Passage to read:
╭──
Thursday, March 18, 2010

Corralling jobs in Maui.

Sometimes, when testing new hardware or software in a limited way, it is important to be able to arrange lightweight, temporary partitions of a cluster for only a given user.
Now, you could repartition the cluster nodes between a "normal" partition and a "testing" partition, but for most pbs/maui clusters (which don't have anything but the 'ALL' partition set), this involves changing configuration for all the nodes, rather than simply the nodes we care about. (And then changing it back when you're finished.)

You might also consider doing this with reservations - indeed, the maui manual suggests that a reservation locked to a user specified with an & prefix will force precisely the behaviour we want - locking the reservation and the user together. This appears not to work under empirical testing.

Instead, the solution we've found to work is (all in maui.cfg):

  1. Create a reservation for the user only.
    SRCFG[ssdnodes] PERIOD=INFINITY
    SRCFG[ssdnodes] STARTTIME=00:00:00 ENDTIME=24:00:00
    SRCFG[ssdnodes] HOSTLIST=node30[0-9]
    SRCFG[ssdnodes] USERLIST=ssp001
  2. Create a quality of service class with the property that it only runs on that reservation.
    QOSCFG[ssd] QFLAGS=USERESERVED:ssdnodes
  3. Make the user a member of that quality of service class only.
    USERCFG[ssp001] QDEF=ssd QLIST=ssd
(In this case, the configuration mutually restricts the user ssp001 and the nodes node300 to node309 to each other.)
This has the benefit that it also generalises to any number of users, as long as you add them to the reservation and the QoS class.

3 comments:

Arnau said...
╰──
Information provided:
╭──
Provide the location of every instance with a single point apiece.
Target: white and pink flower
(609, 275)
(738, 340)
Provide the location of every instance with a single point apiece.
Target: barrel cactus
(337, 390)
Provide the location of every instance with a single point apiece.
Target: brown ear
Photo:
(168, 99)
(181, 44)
╰──
╭──
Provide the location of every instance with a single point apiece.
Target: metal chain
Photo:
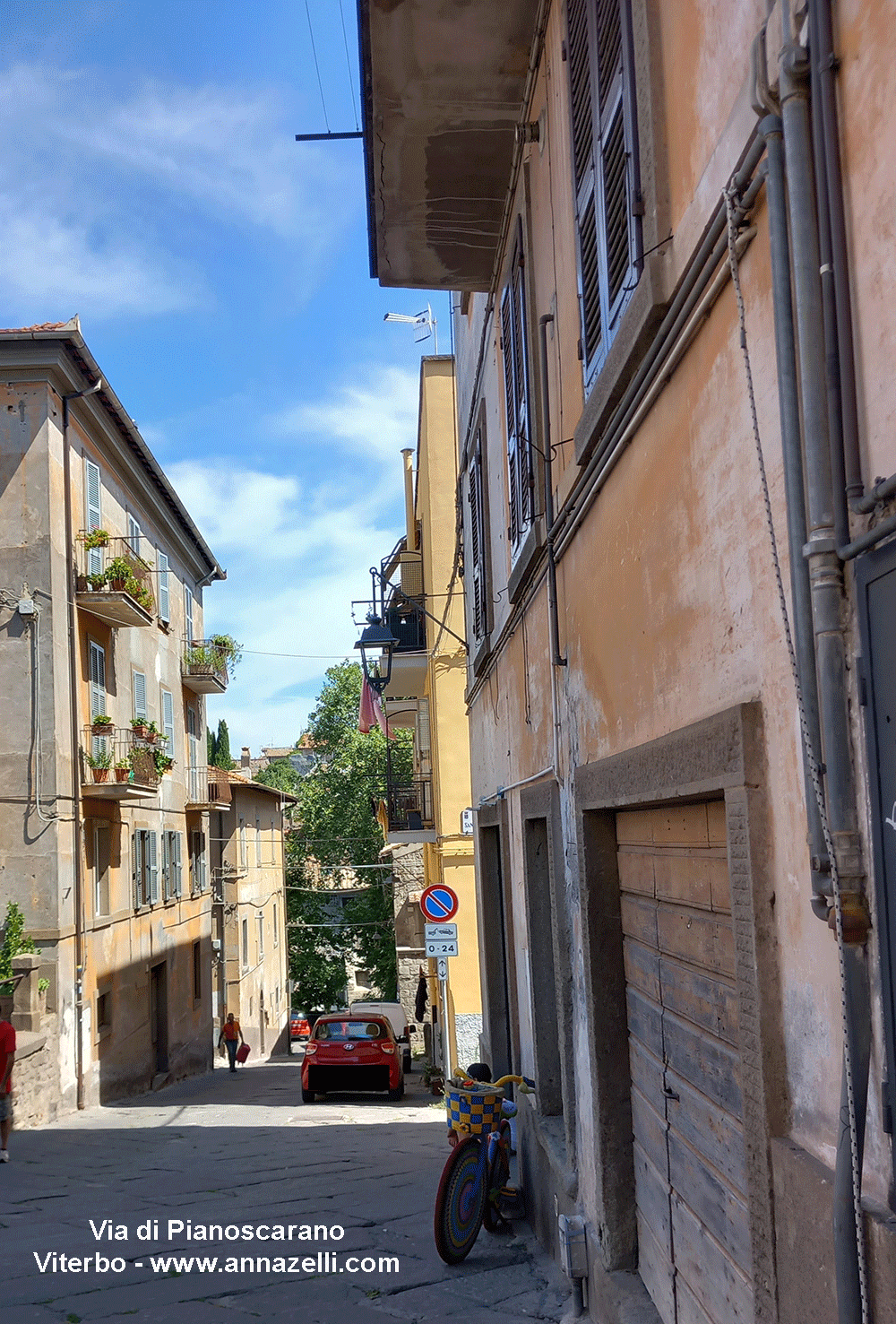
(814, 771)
╰──
Problem to solve:
Pick up the post on restricting Maui jobs to reserved nodes after its last line and write the next part. The items come from a different source than the text.

Exercise answer:
Hi,

we do same kind of reservations but without QoS. Something like:

SRCFG[picsgm_64] GROUPLIST=atsgm,sgmcm,lhsgm,masgm,ctasgm,dtsgm,misgm,pasgm,picvosgm
SRCFG[picsgm_64] RESOURCES=PROCS:8
SRCFG[picsgm_64] PRIORITY=1000
SRCFG[picsgm_64] HOSTLIST=node
SRCFG[picsgm_64] STARTTIME=0:00:00 ENDTIME=24:00:00
SRCFG[picsgm_64] PERIOD=INFINITY

Is your QoS conf mandatory? Doesn't it work without it?

Cheers,
Arnau

Sam Skipsey said...

Well, a reservation like that, without a QoS or other limiting statement, will let only those groups run on those nodes, but doesn't (as far as we can determine with some testing here) prevent those groups from running on other nodes.
The second clause is what the QoS class enforces.

(For SGM job priorities, merely providing a dedicated resource is enough. What we were doing was attempting to re-implement partitions (which are poorly supported in maui) but with the existing tool set.)

Arnau said...

Ok, I understand your point.


*I forgot to mention that we also have an extra property for SGM node set by torque_submit_filter in CE.
So job goes to regular queue but with extra queue property. That is our limituing statement.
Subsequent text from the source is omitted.